# New 7 stringer is here



## JOHNNY QUEST (Mar 6, 2006)

It came in friday.. I hate buying something untested... The pickups are installed backwards, bridge pickup is wired to the neck volume and tone, vise versa on the neck pickup.. No springs under the mounting screws, so no adjustment up or down.. I spent all day yesterday fixing the issues with it... The neck is perfect, the action low without buzz on the low B string... Over all its a killer axe, but the so called Luthier that set this axe up was in my opinion "A FRICKEN MORON".
I don't know how to play it yet but I think I have the image in my head of how to do it...
BEADGBE.
Here is a little test of her .. nothing special just getting a feel..


----------



## REELING 65 (Aug 18, 2009)

Very Kewl!


----------



## bassguitarman (Nov 29, 2005)

Nice! I had never heard of a 7 string until you mentioned it. However, just this last weekend I saw an amazing guitar player who is a master of the 7 string. John Pizzarelli is a jazz guitarist who plays a Moll 7 string. He is one of those talents that after you hear him play you want to go home and put your gear up for sale.

This is not my style of music, but I can appreciate what the guy can do:


----------



## JOHNNY QUEST (Mar 6, 2006)

That is definatly a different style.... I am still kinda figurin the dam thing out.. Its a different beast.... You can tune the low B string ta A , D ,anything ya want and create a different sound.....


----------

(Part of a data file)
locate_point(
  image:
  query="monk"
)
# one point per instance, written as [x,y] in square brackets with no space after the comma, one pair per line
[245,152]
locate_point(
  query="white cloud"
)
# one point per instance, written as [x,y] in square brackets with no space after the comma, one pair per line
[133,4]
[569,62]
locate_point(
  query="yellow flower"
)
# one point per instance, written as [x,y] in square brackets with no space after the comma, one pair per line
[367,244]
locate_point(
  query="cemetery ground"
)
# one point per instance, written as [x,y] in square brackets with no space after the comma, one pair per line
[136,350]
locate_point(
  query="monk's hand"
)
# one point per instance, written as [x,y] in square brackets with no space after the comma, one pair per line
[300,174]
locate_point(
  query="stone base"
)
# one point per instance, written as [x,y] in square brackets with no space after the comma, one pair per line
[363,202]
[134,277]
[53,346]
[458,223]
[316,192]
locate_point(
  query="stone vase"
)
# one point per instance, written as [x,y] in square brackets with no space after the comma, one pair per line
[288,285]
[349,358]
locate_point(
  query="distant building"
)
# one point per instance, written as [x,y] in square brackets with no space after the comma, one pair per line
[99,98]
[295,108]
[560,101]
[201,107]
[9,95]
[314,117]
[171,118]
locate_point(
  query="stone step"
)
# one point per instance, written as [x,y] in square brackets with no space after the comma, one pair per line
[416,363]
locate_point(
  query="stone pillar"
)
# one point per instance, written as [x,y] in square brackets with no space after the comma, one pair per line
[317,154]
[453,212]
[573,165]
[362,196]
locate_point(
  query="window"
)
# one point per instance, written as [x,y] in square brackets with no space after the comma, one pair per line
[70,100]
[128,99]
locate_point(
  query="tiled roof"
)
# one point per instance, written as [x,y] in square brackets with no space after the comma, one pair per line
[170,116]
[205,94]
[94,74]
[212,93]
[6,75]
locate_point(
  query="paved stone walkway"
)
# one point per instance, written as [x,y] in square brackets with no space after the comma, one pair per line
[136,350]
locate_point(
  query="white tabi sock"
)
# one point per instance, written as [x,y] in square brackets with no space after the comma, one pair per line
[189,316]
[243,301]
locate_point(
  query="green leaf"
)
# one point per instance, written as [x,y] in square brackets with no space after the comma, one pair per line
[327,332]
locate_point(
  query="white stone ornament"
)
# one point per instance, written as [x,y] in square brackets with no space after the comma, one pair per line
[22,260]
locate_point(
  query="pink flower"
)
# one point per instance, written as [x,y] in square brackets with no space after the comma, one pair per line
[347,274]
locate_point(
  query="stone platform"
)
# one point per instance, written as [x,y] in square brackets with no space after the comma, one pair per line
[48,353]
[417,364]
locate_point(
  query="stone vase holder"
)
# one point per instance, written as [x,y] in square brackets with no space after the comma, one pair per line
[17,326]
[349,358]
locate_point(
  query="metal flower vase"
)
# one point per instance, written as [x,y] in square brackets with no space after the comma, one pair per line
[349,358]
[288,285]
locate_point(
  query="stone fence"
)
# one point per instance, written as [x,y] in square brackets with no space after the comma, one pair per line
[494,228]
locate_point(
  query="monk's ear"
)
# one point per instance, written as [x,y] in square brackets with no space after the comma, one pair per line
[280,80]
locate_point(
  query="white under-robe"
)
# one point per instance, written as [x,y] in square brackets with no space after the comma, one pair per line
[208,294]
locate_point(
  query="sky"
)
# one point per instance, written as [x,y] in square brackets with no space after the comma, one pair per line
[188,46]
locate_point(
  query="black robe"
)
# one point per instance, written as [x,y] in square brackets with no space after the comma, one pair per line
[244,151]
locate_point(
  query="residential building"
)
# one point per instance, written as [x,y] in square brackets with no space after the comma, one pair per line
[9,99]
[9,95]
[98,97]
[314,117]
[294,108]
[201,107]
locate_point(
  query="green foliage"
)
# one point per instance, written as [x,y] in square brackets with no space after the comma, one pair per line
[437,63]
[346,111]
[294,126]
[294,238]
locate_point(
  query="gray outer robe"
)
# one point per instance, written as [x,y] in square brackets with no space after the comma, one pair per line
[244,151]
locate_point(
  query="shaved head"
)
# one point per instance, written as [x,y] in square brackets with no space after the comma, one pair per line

_Your instructions_:
Copy the passage of the forum thread about the new seven-string guitar from "It came in friday.." to "(Aug 18, 2009)". These items have no connection to the forum thread.

_Exercise result_:
It came in friday.. I hate buying something untested... The pickups are installed backwards, bridge pickup is wired to the neck volume and tone, vise versa on the neck pickup.. No springs under the mounting screws, so no adjustment up or down.. I spent all day yesterday fixing the issues with it... The neck is perfect, the action low without buzz on the low B string... Over all its a killer axe, but the so called Luthier that set this axe up was in my opinion "A FRICKEN MORON".
I don't know how to play it yet but I think I have the image in my head of how to do it...
BEADGBE.
Here is a little test of her .. nothing special just getting a feel..


----------



## REELING 65 (Aug 18, 2009)